* _PROBLEM STATEMENT_:
Reproduce the data below verbatim from the line containing "blue jacket in" through its final line, and produce nothing more.

(Data extracted from a collection)

"""

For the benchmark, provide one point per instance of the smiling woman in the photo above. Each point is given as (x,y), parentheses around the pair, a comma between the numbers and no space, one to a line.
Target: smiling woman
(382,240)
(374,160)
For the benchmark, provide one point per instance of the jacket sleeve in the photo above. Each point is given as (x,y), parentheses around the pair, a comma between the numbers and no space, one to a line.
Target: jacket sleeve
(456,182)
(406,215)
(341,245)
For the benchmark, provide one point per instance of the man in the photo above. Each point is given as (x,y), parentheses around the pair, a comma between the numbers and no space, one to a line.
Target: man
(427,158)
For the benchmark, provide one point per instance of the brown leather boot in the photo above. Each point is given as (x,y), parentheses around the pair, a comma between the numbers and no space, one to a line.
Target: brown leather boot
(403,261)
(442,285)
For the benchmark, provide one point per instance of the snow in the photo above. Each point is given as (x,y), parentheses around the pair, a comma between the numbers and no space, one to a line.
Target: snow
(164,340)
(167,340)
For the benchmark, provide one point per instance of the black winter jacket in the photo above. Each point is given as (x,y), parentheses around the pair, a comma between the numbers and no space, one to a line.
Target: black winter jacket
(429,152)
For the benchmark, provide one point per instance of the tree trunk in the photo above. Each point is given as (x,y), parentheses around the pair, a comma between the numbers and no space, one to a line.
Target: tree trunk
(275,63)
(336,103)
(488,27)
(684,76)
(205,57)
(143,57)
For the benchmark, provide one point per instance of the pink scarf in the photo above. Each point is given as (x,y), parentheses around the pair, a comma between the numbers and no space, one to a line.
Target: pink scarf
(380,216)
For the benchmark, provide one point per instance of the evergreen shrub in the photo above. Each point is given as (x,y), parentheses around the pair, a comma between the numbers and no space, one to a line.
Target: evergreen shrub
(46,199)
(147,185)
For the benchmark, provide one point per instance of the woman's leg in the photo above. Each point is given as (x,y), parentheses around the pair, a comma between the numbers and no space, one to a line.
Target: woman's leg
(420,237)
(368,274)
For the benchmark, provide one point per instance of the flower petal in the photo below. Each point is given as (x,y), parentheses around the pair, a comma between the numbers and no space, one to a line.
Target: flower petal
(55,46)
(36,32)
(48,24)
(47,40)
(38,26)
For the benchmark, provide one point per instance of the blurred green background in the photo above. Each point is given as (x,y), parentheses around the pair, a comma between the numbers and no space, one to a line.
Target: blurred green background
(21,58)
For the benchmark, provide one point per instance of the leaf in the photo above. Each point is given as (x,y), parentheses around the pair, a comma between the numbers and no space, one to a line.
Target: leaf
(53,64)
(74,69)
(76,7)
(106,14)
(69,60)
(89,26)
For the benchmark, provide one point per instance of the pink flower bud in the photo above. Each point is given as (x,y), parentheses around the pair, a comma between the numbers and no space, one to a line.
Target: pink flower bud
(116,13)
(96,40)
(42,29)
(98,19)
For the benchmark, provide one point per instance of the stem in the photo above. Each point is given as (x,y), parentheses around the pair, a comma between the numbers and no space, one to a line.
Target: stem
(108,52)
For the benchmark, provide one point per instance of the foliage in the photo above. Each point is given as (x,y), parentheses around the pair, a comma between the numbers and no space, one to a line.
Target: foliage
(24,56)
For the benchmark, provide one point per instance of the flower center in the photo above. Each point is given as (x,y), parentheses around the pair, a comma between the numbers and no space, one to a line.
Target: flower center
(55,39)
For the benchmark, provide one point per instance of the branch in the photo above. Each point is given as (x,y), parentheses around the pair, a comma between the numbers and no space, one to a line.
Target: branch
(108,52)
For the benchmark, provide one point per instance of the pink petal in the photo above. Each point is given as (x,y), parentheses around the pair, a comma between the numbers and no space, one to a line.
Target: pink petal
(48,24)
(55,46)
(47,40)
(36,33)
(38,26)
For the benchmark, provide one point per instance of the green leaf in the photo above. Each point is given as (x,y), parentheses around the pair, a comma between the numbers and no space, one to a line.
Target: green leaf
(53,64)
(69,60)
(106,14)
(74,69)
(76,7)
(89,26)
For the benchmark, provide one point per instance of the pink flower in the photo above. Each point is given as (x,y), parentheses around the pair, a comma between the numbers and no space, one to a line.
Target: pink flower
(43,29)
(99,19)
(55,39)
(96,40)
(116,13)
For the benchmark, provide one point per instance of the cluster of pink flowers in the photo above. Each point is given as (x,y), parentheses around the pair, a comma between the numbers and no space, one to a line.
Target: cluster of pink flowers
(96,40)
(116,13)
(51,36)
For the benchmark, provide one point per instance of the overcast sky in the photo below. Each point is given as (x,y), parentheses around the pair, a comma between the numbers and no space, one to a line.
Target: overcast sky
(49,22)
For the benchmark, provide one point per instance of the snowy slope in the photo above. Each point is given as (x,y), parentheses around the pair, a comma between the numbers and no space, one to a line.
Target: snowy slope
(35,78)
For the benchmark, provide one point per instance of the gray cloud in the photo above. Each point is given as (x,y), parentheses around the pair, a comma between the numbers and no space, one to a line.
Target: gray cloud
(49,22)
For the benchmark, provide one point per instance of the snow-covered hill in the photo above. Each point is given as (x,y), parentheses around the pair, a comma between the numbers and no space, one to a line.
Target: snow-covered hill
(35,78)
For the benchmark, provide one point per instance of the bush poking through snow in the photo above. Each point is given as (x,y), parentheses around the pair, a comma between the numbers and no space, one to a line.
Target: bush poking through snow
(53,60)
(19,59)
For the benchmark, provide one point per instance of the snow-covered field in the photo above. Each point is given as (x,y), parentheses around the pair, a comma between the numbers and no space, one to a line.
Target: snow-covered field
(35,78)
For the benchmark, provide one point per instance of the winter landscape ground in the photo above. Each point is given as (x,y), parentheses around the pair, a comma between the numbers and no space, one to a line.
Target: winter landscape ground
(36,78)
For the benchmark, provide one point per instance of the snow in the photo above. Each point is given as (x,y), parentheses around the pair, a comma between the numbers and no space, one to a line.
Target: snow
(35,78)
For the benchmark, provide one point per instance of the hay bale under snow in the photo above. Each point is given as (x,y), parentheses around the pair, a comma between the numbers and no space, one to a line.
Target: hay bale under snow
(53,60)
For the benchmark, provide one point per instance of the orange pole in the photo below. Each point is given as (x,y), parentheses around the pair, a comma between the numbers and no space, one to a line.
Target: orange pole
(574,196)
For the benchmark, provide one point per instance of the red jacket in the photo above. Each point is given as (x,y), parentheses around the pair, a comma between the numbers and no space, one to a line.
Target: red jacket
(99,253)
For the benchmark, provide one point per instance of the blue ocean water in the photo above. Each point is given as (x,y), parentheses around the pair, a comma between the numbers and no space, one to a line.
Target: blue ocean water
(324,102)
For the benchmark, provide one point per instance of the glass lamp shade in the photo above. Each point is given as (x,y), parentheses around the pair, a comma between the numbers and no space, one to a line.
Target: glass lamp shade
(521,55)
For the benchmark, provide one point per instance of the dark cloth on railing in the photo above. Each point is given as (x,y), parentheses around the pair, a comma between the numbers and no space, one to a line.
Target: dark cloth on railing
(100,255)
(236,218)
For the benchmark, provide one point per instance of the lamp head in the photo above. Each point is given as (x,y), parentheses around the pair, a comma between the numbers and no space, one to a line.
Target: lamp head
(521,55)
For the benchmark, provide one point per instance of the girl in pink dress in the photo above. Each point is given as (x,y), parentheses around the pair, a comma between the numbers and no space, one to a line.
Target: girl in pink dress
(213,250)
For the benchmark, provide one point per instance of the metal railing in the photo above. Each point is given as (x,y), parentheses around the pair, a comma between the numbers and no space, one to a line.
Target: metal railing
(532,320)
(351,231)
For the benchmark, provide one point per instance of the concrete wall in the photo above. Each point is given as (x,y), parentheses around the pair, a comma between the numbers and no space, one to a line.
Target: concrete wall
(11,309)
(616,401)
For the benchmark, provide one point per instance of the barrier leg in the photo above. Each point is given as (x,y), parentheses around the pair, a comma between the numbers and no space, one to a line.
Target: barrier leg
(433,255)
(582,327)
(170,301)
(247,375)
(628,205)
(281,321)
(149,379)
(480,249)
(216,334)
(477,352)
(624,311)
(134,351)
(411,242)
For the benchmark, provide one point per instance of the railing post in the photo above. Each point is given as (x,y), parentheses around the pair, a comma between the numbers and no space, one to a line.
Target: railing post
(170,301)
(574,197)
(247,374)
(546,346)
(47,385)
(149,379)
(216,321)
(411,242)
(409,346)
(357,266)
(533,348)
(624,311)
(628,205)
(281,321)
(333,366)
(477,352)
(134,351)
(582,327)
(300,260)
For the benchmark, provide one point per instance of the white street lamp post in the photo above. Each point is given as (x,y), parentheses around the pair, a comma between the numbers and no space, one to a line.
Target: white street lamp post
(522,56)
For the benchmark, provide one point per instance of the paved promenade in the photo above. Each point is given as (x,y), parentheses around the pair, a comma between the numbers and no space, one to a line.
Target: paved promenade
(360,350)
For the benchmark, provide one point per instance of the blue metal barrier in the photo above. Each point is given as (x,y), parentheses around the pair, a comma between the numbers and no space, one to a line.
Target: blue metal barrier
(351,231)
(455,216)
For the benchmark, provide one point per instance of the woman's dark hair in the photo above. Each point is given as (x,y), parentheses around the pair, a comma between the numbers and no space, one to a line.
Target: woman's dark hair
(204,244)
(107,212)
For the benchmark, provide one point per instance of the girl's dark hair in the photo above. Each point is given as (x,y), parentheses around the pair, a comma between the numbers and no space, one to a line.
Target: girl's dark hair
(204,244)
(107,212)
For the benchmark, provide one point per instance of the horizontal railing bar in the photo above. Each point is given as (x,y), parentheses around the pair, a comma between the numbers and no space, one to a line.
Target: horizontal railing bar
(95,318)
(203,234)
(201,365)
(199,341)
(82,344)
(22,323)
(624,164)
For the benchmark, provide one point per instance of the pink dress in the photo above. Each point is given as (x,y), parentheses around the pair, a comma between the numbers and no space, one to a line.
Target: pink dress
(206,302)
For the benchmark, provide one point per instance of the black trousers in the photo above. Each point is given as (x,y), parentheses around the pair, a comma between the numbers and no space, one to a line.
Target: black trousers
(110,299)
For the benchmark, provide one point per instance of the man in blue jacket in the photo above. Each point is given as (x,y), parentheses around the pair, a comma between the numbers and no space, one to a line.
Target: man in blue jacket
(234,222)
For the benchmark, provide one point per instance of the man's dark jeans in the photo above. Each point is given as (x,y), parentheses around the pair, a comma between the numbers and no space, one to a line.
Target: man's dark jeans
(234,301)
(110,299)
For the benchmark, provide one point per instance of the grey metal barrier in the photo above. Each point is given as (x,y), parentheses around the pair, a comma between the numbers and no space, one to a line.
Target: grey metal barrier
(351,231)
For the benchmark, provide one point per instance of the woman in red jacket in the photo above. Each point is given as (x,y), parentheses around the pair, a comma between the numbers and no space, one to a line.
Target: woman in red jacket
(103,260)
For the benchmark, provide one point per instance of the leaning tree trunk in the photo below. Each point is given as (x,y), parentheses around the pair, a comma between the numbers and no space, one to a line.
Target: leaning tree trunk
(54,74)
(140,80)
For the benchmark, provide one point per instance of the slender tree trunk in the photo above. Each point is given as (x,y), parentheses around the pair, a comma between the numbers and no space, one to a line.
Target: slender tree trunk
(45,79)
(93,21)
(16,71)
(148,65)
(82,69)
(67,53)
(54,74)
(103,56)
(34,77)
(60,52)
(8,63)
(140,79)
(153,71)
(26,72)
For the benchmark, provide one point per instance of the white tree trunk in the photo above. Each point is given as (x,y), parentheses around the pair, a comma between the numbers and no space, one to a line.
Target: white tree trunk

"""

* _REPLY_:
For the benchmark, provide one point per instance of the man in blue jacket in the photo above. Each point is given as (x,y), parentheses around the pair, a comma between the numbers and no space, one to a line.
Target: man in blue jacket
(234,222)
For the benchmark, provide one point per instance of the man's dark jeans in the photo above. Each point is given as (x,y), parentheses around the pair, a comma between the numbers and no space, one to a line.
Target: man's dark jeans
(234,301)
(110,299)
For the benchmark, provide one point per instance of the grey metal barrier in the photo above. Each point is given as (x,y), parentheses around the pair, a comma between the numbers and no space, one to a line.
Target: grey metal barrier
(351,231)
For the benchmark, provide one point per instance of the woman in red jacket in the photo above. Each point is given as (x,y), parentheses around the pair, a comma between the numbers and no space, one to a line.
Target: woman in red jacket
(103,260)
For the benchmark, provide one point per instance of the leaning tree trunk in the photo below. Each point is given as (x,y), parentheses around the pair, a comma between the numbers and no space, one to a line.
Target: leaning tree trunk
(54,74)
(140,80)
For the benchmark, provide one point per instance of the slender tree trunk in the photo above. Each point is given as (x,y), parentheses around the pair, a comma between the numbers and no space, one to a line.
Target: slender tree trunk
(45,79)
(93,21)
(16,71)
(148,65)
(82,69)
(67,53)
(54,74)
(103,56)
(34,77)
(60,52)
(8,63)
(140,79)
(153,71)
(26,72)
For the benchmark, provide one point per instance of the white tree trunk in the photo above. Each point is given as (x,y), parentheses around the pair, a comma between the numbers and no space, one to a line.
Target: white tree trunk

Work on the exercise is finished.